→ Work to be completed
Reproduce the lines from the one containing "Where can you spot the small gray" through the end of the material, substituting "pin" for every "marker" and leaving all else as it is.
══ Data to use ══
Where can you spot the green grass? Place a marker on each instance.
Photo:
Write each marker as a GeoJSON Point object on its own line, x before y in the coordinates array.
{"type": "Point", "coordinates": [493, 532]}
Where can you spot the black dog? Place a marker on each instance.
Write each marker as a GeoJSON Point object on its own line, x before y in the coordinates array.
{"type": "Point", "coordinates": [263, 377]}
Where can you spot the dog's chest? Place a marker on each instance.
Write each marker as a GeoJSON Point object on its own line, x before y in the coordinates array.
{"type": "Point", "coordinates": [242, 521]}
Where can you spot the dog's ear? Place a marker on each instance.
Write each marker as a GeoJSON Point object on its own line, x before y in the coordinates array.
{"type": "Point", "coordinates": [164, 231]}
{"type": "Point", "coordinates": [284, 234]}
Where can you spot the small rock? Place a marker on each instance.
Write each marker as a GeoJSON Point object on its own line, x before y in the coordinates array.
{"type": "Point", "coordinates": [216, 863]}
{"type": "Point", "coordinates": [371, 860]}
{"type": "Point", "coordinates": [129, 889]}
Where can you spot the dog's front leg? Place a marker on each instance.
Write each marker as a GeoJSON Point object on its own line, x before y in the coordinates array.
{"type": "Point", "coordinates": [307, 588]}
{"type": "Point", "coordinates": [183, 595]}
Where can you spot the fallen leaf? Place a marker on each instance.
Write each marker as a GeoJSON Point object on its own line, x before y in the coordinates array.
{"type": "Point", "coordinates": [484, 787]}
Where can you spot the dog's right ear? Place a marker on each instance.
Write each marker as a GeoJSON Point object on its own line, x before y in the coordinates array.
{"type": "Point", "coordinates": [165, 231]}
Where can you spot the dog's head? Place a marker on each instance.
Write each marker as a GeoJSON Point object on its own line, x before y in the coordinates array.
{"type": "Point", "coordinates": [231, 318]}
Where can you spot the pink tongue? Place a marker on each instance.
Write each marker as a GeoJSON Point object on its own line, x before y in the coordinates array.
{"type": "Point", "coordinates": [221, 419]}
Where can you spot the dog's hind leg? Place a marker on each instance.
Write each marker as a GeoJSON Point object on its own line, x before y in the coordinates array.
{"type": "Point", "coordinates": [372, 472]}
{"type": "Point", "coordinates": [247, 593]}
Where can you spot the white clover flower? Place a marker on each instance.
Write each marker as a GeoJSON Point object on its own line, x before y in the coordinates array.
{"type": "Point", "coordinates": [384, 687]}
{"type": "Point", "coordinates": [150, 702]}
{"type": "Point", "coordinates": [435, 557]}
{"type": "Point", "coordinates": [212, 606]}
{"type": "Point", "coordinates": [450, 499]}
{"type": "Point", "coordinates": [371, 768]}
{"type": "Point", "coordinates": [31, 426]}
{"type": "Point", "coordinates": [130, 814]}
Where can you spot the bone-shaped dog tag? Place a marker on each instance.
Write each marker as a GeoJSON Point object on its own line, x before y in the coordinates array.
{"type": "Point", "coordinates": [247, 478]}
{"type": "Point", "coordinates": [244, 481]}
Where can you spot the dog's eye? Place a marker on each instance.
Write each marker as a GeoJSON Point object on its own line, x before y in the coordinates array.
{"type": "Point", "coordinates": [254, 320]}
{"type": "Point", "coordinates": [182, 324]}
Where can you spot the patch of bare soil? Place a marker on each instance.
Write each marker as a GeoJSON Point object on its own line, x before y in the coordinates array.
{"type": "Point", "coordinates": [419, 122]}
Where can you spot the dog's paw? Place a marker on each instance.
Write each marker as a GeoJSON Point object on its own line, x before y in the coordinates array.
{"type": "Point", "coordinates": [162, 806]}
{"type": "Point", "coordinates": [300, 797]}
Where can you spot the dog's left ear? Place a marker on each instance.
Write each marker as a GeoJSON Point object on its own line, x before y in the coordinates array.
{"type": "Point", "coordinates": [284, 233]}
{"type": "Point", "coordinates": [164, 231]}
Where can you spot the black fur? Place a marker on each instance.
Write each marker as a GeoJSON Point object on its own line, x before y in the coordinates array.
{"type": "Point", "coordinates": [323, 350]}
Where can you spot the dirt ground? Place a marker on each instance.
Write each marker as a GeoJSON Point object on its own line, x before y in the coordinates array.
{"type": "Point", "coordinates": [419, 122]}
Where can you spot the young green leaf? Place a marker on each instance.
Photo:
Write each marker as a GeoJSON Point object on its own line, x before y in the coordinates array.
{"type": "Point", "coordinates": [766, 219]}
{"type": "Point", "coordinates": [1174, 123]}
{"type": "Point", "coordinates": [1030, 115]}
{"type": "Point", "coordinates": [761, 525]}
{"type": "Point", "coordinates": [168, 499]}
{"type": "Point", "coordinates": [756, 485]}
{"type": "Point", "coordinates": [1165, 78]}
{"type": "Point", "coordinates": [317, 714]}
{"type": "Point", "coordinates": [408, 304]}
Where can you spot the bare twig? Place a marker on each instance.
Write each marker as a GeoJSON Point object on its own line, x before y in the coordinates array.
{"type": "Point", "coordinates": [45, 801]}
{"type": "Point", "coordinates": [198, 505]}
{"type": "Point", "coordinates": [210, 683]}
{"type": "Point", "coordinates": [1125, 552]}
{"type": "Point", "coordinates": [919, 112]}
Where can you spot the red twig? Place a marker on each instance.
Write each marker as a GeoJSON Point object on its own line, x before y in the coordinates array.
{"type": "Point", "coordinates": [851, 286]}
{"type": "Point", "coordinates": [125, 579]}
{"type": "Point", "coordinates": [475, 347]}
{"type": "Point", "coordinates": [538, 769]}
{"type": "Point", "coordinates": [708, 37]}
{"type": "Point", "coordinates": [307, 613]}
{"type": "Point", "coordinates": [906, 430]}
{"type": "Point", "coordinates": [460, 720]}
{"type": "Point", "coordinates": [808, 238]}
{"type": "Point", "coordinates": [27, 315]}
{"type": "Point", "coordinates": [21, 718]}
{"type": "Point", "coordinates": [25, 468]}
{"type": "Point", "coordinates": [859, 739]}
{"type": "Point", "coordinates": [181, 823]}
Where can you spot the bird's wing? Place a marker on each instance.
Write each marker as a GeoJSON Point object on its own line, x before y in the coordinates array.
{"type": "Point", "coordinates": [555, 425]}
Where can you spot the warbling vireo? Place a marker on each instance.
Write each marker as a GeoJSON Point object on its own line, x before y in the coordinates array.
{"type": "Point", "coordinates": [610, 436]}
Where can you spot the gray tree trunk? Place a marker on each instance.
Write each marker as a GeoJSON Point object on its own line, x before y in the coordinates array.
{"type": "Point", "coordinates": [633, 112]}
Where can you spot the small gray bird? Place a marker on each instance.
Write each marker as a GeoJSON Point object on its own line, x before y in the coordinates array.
═══
→ Final result
Where can you spot the small gray bird? Place a pin on each instance.
Write each pin as a GeoJSON Point object on its own line, x before y in the coordinates array.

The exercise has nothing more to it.